■ **Job**: Edit the passage on the Cairo protests: reproduce everything from "This has happened" down to "only days later.", with "Soldiers" changed to "Troops".

This has happened before in this same location. According to an account by Ahdaf Soueif in her new book, Cairo: My City, Our Revolution, protesters went to the Ministry of Defense weeks after the fall of Mubarak to protest SCAF. There they were met with rocks, bottles and clubs from angry residents and government-funded thugs. Soldiers looked on passively as Egyptian killed Egyptian, intervening only days later.

The story this week seems much the same, except for the first time the majority of the protesters are Islamists and the Islamist politicians (Brotherhoods, Salafis, etc) are for the first time condemning the violence and the state neglect, whereas they turned a blind eye to the same conduct for the past year when mainly secular Egyptians were dying in the streets.

The military intervened the day before yesterday, and within minutes the violence stopped--which begs the question why they didn't intervene earlier. (Perhaps they adopt the boys-will-be-boys approach to nation rearing.) There is a clear pattern to these extended violent episodes. A peaceful protest turns to an exchange of rocks and tear gas. The ante is upped by protesters with Molotov cocktails and by police with bird shot and eventually live ammunition. Infiltrators attack protesters with clubs and knives before protesters detain them (somehow, mercifully, without killing them). News of the violence spreads, disrupting traffic and local business, stealing from ordinary Egyptians any dwindling hope for stability, and often attracting apolitical sympathizers to the protesters' cause. After a few days, the military rolls in, arrests a few civilians for instigating violence, talks about the foreign hand, and warns anyone from attacking the army.

When these things happen, the next logical question is, what will happen on Friday? Since January 28, 2011, the first Friday of Rage that sparked the Egyptian revolution, Fridays have been the most common day for protest because the country has the day off and most people gather at mosques at midday. Often, the big issues of the week will hang around to be resolved by the size of the Friday turnout in Tahrir. After the army cleared a three-week sit-in in Tahrir last summer, Friday protests became irregular in occurrence and size. But they still play an important role in the mostly peaceful resistance to the military regime.

■ **Dataset records**:
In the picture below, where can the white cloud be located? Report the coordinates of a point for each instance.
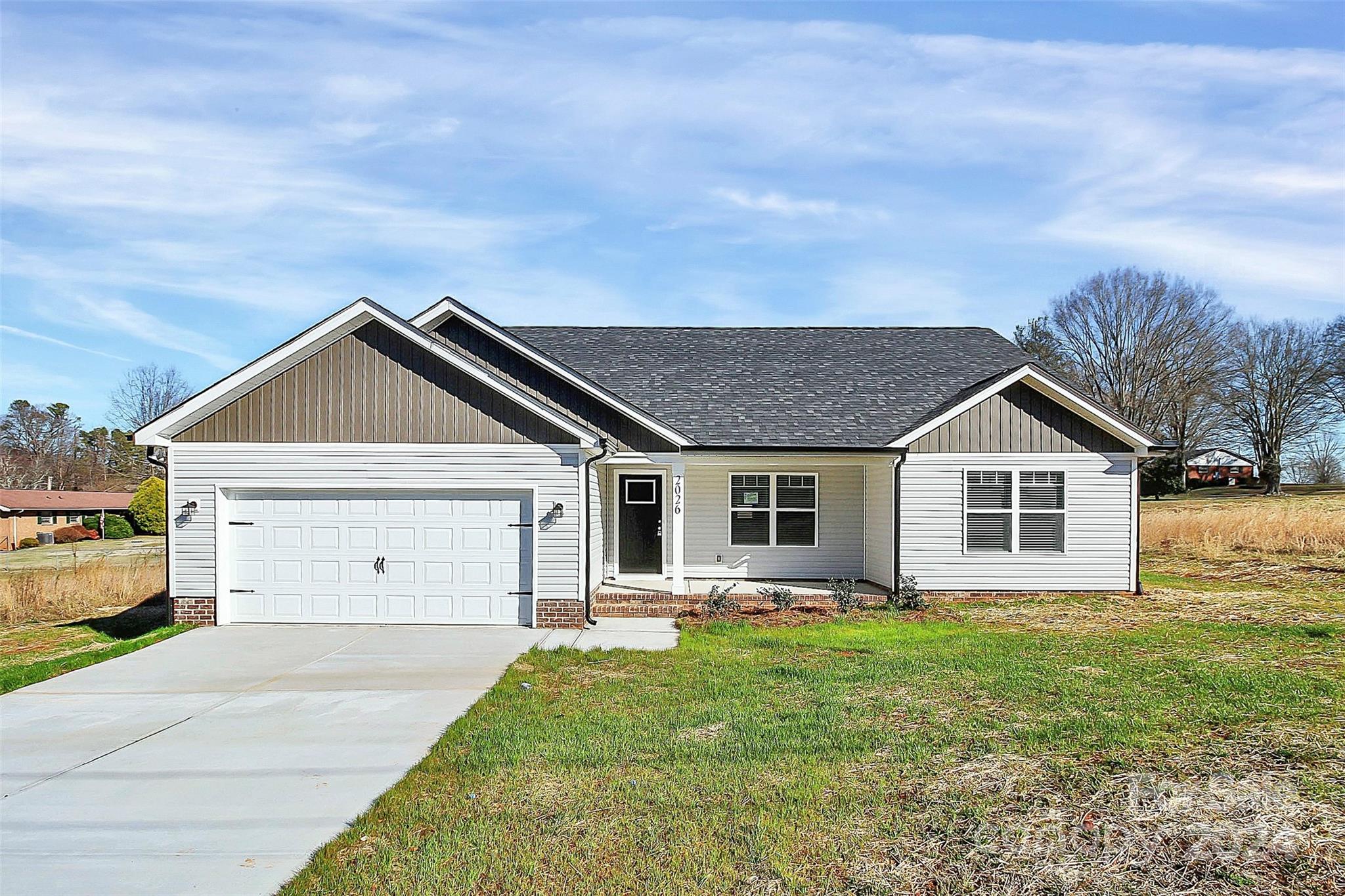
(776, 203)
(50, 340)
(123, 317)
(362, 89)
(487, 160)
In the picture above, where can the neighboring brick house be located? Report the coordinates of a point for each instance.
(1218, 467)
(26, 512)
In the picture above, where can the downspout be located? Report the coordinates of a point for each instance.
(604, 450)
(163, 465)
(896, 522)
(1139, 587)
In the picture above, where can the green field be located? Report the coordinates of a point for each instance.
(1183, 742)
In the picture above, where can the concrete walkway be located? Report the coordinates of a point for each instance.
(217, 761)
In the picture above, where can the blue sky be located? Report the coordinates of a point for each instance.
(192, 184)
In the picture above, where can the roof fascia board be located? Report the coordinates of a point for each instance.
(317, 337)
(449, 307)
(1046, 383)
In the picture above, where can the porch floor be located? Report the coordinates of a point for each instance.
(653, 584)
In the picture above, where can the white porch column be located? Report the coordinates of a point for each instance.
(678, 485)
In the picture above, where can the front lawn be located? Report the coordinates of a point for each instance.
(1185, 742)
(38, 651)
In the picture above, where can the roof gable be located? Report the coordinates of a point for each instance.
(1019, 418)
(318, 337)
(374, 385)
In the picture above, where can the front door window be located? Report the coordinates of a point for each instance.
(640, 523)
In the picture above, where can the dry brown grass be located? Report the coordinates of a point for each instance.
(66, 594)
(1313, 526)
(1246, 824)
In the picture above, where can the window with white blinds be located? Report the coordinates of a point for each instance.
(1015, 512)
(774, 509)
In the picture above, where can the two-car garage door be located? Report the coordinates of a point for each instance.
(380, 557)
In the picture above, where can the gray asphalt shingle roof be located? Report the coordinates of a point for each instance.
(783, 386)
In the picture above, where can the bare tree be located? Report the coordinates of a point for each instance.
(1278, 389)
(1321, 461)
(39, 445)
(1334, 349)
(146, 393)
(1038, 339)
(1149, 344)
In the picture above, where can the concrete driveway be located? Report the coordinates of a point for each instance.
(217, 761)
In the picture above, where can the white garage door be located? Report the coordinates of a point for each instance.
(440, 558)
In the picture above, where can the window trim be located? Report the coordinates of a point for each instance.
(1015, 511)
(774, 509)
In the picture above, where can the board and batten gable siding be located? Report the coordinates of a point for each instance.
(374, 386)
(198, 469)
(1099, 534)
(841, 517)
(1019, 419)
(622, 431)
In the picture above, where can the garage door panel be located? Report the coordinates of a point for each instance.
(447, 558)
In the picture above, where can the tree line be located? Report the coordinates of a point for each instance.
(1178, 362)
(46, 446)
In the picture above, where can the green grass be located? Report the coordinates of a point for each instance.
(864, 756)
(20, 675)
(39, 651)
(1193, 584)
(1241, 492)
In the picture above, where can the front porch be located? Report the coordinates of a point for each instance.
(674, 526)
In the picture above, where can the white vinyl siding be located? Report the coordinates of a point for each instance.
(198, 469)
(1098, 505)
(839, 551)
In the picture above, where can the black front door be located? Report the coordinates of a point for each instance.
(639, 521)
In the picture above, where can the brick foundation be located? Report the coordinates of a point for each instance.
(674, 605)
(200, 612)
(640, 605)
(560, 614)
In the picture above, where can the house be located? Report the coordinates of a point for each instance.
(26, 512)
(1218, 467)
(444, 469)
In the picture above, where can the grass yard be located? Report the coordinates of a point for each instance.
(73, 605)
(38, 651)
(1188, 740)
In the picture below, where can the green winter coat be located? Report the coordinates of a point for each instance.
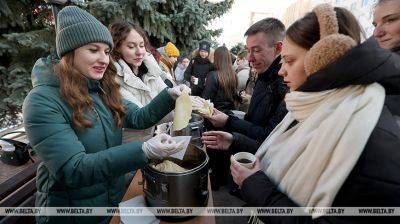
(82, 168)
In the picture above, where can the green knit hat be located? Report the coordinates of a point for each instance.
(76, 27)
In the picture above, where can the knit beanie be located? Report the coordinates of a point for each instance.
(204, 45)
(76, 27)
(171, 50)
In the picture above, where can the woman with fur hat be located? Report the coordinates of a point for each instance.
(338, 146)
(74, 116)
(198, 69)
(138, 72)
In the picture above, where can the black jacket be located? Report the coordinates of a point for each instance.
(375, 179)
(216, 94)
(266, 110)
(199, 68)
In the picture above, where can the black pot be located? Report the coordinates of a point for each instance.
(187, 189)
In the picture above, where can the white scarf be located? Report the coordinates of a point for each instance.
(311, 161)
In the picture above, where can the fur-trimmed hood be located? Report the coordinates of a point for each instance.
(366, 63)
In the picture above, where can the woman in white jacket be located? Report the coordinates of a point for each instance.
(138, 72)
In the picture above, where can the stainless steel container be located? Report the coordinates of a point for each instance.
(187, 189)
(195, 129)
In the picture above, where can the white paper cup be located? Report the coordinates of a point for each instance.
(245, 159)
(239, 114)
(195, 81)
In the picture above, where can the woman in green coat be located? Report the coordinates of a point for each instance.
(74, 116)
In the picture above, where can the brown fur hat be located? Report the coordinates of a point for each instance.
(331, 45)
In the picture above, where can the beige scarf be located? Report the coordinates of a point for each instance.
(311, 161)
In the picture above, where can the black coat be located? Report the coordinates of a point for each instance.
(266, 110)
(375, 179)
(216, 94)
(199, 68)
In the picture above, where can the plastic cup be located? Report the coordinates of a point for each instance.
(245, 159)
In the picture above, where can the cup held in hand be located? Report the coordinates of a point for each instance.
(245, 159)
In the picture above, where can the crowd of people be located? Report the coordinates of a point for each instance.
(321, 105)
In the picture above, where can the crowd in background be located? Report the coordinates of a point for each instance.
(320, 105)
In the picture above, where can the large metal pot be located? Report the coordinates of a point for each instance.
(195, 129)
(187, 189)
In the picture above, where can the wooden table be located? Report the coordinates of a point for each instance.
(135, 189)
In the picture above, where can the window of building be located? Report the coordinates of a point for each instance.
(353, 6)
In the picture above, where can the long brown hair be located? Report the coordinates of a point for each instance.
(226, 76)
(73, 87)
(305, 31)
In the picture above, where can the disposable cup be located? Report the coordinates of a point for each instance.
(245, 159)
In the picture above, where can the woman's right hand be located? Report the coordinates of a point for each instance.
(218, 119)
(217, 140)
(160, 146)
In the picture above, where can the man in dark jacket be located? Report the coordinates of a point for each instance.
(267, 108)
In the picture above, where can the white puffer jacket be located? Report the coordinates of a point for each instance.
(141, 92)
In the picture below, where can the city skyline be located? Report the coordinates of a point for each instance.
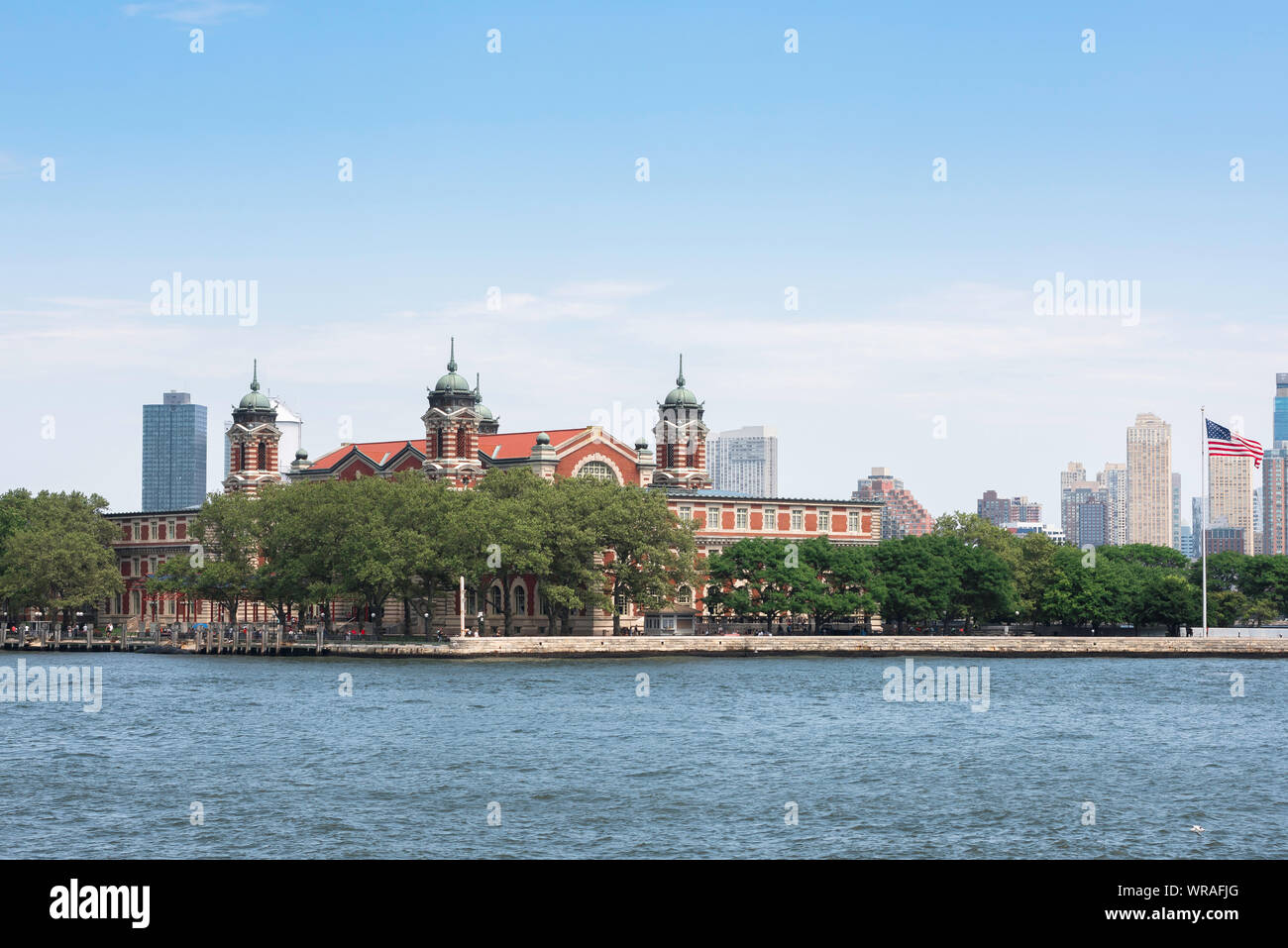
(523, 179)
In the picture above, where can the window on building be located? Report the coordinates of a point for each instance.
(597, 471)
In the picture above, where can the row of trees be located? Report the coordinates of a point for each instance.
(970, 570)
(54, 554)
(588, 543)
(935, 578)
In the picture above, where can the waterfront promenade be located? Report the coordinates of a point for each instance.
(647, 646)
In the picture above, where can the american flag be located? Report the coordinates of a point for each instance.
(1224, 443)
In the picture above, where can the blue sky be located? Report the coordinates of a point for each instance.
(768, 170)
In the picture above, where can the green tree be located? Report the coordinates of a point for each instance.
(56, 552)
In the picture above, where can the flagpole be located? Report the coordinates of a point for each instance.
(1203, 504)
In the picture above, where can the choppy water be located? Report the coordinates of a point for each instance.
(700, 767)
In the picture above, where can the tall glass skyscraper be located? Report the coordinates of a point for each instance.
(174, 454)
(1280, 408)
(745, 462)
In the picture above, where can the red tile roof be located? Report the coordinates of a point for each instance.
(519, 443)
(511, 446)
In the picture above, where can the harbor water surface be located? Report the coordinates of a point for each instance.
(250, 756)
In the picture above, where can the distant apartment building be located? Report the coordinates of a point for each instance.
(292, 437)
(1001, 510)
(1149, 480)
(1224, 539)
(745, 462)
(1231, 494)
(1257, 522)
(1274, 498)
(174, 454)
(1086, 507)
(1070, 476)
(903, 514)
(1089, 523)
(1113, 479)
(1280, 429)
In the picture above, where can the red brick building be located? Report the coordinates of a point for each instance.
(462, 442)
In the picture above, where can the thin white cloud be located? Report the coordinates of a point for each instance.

■ **Correct answer**:
This has happened before in this same location. According to an account by Ahdaf Soueif in her new book, Cairo: My City, Our Revolution, protesters went to the Ministry of Defense weeks after the fall of Mubarak to protest SCAF. There they were met with rocks, bottles and clubs from angry residents and government-funded thugs. Troops looked on passively as Egyptian killed Egyptian, intervening only days later.